- Task to carry out
Reproduce the listing below from the line containing "Crossing-audit request: pin the bull's ear" through the end of the listing, inclusive, replacing each occurrence of "Crossing-audit request" with "Labeling request" and leaving everything else unchanged. Omit the pictures from your answer.
[Start of Material provided]
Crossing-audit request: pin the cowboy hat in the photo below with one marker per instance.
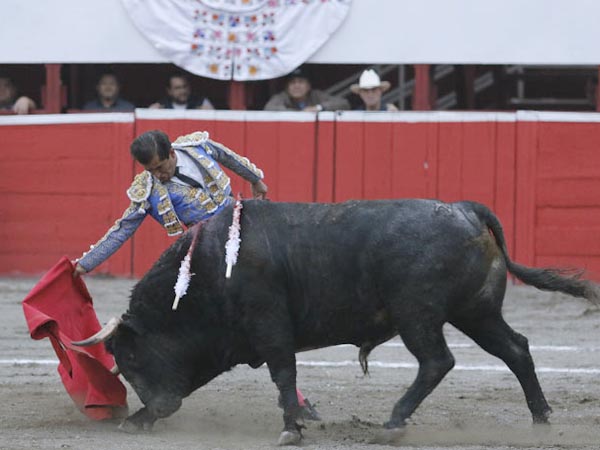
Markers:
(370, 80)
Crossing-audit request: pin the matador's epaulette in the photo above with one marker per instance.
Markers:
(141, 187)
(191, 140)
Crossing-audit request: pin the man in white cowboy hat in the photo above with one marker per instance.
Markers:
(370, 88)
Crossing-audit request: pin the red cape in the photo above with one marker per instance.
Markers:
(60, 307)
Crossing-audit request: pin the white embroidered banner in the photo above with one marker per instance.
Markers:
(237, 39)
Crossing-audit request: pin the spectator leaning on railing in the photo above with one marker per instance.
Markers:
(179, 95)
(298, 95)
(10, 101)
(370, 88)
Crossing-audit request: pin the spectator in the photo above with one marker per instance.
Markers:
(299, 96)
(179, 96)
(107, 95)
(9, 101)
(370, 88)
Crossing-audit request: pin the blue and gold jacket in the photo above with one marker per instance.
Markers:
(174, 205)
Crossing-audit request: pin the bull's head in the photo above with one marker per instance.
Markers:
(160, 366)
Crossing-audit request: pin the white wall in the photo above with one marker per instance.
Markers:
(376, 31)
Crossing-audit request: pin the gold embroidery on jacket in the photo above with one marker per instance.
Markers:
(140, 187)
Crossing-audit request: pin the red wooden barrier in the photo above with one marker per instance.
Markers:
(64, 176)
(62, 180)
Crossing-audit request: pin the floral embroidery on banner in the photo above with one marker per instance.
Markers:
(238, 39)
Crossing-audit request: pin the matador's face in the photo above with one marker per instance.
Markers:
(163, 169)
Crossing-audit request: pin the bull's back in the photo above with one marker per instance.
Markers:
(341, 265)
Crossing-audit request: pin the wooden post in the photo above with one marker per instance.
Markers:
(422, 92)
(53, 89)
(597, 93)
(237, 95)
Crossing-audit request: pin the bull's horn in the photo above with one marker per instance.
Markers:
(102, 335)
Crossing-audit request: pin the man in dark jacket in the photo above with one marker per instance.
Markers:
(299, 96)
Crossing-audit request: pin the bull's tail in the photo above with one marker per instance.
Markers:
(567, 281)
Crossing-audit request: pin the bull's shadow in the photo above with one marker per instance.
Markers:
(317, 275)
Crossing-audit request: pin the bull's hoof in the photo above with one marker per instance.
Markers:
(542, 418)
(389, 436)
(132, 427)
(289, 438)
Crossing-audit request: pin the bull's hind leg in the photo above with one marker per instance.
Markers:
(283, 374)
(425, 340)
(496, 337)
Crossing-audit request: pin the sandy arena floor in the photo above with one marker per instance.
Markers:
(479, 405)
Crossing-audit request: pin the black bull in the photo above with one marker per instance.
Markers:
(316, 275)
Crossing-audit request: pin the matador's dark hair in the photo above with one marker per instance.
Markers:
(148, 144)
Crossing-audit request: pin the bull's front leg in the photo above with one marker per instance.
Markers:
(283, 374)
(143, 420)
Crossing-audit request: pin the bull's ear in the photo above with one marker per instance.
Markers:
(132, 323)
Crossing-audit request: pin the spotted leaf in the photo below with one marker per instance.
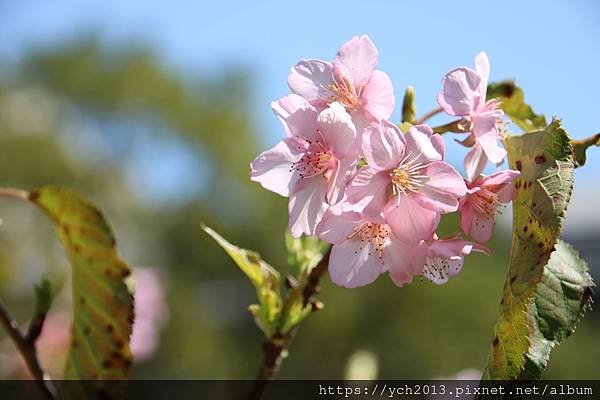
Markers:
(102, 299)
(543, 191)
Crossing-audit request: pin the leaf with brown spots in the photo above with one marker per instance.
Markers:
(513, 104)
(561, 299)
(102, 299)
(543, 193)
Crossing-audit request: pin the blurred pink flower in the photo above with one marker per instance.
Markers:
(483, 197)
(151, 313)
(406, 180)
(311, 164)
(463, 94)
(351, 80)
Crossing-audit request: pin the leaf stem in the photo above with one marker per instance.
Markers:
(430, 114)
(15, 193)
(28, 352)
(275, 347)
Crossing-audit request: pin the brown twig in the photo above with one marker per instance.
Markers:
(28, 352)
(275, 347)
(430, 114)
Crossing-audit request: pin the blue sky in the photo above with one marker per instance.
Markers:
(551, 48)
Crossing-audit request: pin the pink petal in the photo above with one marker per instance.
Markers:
[End of Material provided]
- Exercise response
Labeling request: pin the bull's ear in the photo above with one marker per instance.
Markers:
(132, 323)
Labeling request: pin the spotted leaf in the photo below with one marker per instance.
Markers:
(102, 299)
(543, 191)
Labeling request: pin the leaf with brown spots in the photo above with one marker per instance.
Markers:
(513, 104)
(561, 299)
(102, 299)
(543, 193)
Labeling request: pin the blurred pink flower in the photo above with one marker per instance.
Markers:
(483, 197)
(151, 313)
(406, 180)
(311, 164)
(463, 94)
(351, 80)
Labeling request: pin the leaf stem in the photo above with one marker per instance.
Markers:
(430, 114)
(15, 193)
(28, 352)
(275, 347)
Labeling request: pin the brown twig in the photo above with one marker per instance.
Markers:
(28, 352)
(275, 347)
(430, 114)
Labeling request: pin the blue sky in the photo above with one marker per instance.
Markers:
(551, 48)
Labeling request: pin the pink petal in the photo above with one marker per instance.
Markers:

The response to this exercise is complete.